◆ 本文の抜粋
....

社会の啓発によっては、将来的に特別養子縁組を検討する若い人たちも増えてくるかもしれません。養親になるうえでの適格性というのは、あるのでしょうか?

養親であっても実親であっても、親は常に相談先と、ブラッシュアップする機会が必要だと思っています。

日本の特別養子縁組って、ある一定のレベルに辿り着いた方や「養子縁組は子どもの福祉です」と理解している人と、理解が足りない人とで線引きして、「ここまで理解が到達したら、養親や里親になれます」という傾向にあるかもしれません。

でも、親子って、ともに生活し、育っていくなかで、子どもも親も変化していくものですよね。だからこそ常に対話を重ねていくことが大切で、それは自分で産もうが、産むまいが変わらないこと。だから親全般が相談できる場所って必要なんです。日本は親だったら子どもに愛情があるのが当たり前、子ども中心に考えるのが当たり前と思われ、虐待があったら虐待したことをすごく責められる社会ですよね。本来であれば、いつでも話せる相手や相談先、親としての新たな学びの機会があることが、誰にとっても必要なんですけどね。

困ったときこそ繋がるチャンス

身近に話せる相手がいるのは心強いですよね。そういう存在は見つけるためのアドバイスはありますか?

周囲に助けを得るためのポイントは、「困ったときがチャンス」なんです。子どもが熱を出した、子供が授からない、不妊治療はどうしよう、養子縁組はどうしよう、子どもを叩いちゃいそう、預け先がない…。こういう困ったときって、実は繋がるチャンスでもあるんです。

そんなときこそ、人に助けを求めて、弱さを手掛かりに、繋がりをつくっていく。仕事でもそうですよね。困っているから、人に助けてもらって、人と繋がっていく。困ったことがないと、自分だけで頑張れてしまうから自分の思うストーリーで歩んでいけるんだけど、周囲との繋がりが希薄になったりもするんです。だから、当事者研究の理念にもなっている「弱さの情報公開」は本当に大切。弱さは、繋がりなんですよ。

白井先生ご自身も、3人のお子さんを抱えられながらお仕事されて大変だったと思います。周りに頼られましたか?

もちろん、頼りまくりでしたよ。私の場合、いい意味で、自分で育てるということを早々に降りていたんです。自分が100%の愛情をかけて育てるのではなく、子どもを100%愛してくれる場所、子どもが輝ける場所、子どもが安心して過ごせる場所を探すこと、そんな環境に行けるように応援することが私の役目だと思っていました。

こんな場所で夕方まで過ごせたらいいな、病気のときはこんなところにいられたらいいなとか。自分が仕事を休んで全力で子どもに尽くすのではなく、子どもが安心して過ごせる場所や人を探して、お願いするようにしていました。

どんな環境だと、自分が一番居心地いい?

それこそ、「困ったときは、繋がるチャンス」ですね。一方で、子育てに対しては、公園で遊ぶ子どもの声がうるさいなど、辛辣な意見もあります。

たとえ社会が子育てに冷たいように思えても、肝心の自分が温かい人をみつければそれでいいと思います。子育てしていてもしていなくても、たとえば職場のなかで認められていなかったり、仕事がすごく大変だったり、人間関係がぎすぎすしたりと、みんな何かしら大変な想いをして暮らしていますよね。

....

◆ 提供資料
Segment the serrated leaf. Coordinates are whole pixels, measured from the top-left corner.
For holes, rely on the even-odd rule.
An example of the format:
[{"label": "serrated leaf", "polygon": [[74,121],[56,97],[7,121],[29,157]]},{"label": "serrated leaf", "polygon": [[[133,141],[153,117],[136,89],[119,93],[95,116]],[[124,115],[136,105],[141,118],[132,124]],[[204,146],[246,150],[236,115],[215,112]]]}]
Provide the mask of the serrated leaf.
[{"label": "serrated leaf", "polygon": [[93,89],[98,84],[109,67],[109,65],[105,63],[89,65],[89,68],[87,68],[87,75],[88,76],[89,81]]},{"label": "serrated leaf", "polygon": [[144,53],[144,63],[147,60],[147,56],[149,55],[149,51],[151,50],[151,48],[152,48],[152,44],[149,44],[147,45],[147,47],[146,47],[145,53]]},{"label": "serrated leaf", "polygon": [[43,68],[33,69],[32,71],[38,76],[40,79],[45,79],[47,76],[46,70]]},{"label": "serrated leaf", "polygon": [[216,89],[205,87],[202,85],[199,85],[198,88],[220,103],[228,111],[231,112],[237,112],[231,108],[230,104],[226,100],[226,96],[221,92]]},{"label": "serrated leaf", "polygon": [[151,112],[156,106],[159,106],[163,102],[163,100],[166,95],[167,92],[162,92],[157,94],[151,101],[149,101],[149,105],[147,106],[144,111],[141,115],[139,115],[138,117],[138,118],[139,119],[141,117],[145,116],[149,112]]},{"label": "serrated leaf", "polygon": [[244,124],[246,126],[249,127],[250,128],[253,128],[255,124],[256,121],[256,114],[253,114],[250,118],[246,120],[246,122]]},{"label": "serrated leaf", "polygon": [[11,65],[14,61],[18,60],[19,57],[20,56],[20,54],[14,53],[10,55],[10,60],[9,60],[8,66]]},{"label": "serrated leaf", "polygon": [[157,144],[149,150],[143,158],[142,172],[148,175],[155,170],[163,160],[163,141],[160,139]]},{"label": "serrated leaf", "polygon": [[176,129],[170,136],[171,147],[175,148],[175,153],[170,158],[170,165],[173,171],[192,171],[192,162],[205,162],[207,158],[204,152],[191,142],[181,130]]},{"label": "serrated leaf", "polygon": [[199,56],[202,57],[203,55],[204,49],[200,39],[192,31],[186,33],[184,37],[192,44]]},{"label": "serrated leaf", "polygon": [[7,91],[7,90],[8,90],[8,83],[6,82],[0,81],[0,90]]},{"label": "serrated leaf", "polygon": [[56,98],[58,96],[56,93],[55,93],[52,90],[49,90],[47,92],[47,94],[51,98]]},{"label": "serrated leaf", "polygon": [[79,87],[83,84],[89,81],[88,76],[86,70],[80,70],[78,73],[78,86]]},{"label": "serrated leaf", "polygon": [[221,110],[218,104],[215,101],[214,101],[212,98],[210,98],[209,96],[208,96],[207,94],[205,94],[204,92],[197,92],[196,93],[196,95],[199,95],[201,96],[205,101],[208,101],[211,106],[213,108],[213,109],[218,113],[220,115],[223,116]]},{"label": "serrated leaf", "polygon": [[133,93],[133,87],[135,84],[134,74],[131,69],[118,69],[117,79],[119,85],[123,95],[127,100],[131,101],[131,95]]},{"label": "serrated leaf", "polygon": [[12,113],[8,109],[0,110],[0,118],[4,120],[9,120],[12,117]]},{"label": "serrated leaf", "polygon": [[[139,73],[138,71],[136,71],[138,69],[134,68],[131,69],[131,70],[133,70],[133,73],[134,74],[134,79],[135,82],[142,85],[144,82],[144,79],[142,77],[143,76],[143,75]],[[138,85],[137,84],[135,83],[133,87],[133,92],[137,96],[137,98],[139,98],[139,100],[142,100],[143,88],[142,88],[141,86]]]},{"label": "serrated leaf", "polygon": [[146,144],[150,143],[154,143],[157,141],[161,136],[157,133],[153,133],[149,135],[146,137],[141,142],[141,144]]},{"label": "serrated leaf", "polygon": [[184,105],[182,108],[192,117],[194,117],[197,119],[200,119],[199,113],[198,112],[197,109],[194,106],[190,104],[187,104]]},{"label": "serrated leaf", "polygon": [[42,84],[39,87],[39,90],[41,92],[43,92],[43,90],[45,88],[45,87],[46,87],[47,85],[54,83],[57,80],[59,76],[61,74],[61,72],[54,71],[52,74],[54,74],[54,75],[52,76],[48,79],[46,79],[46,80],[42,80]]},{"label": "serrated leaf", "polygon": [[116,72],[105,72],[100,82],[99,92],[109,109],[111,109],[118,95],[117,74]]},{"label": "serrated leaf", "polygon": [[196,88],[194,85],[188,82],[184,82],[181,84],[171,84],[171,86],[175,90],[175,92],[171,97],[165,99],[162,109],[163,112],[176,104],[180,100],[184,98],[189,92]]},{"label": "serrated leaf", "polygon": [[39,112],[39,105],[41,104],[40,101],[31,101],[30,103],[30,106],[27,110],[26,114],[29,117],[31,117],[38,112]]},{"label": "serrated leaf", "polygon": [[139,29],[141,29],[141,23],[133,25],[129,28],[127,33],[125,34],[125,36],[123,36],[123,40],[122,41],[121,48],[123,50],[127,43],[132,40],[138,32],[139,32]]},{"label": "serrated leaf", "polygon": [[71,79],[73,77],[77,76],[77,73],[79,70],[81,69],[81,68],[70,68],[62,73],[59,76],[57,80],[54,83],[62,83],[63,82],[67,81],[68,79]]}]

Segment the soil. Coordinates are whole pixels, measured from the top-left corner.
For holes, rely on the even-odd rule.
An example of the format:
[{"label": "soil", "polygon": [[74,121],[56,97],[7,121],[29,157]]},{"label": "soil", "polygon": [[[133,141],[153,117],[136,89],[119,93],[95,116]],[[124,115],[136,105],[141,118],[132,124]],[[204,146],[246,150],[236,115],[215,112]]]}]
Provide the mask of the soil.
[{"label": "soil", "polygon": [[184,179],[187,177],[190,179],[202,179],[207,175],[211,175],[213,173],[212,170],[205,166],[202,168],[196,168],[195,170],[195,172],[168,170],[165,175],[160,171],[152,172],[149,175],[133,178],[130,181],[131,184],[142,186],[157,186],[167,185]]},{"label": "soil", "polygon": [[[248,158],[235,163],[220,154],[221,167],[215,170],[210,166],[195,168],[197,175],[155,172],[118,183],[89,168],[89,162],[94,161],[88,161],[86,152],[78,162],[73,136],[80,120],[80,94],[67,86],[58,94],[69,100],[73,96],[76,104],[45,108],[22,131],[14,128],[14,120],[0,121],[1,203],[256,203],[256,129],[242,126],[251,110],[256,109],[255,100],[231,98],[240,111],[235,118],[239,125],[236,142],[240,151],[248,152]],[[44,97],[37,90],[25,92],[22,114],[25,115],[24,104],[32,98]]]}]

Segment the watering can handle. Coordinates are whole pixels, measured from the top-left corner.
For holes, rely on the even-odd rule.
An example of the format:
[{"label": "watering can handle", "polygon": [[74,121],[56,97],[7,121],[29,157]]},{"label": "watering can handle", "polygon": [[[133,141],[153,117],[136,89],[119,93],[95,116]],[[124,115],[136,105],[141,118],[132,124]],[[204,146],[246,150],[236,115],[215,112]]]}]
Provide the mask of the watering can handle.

....

◆ 取り組む課題
#1 子育てと養子縁組をめぐる本文の抜粋で、「困ったとき」の例として挙げられているものをすべて書き出せ。
#2 子育てと養子縁組をめぐる本文の抜粋で、白井先生は自分の役目を何だと考えていたと述べているか。
#3 子育てと養子縁組をめぐる本文の抜粋を、最後の文のあとから書き継げ。

◆ 結果一覧
#1
子どもが熱を出した
子供が授からない
不妊治療はどうしよう
養子縁組はどうしよう
子どもを叩いちゃいそう
預け先がない

#2 子どもを100%愛してくれる場所、子どもが輝ける場所、子どもが安心して過ごせる場所を探し、そうした環境に行けるように応援することだと考えていた。

#3
そんなとき辛辣なことを言ってくる人もいると思います。そんな人を見過ごしたくなければ一言そこで言えばいいし、関わりたくなければ関わらなくていい。だけど、なかには温かい目で見てくれている人もいますから、そっちの方を向いて、心も体も健康にいられるようにすることが一番大事かなと思います。

最初にお話しした「ライフスキル」とも結びつくのですが、自分ができるだけ幸せでいられる環境に身をおくことって大切ですよね。自分に日が当たっているか、渇いていないか、栄養がちゃんと行き届いているか。自分を動物や植物にたとえてみて、自分がどんな環境にいると居心地いいと感じるか。なかには日があたりすぎると辛いという人もいると思います。自分がそこでちゃんと育っているかなとときどき考えて、必要であれば、ときどき水や日差しをあててあげる。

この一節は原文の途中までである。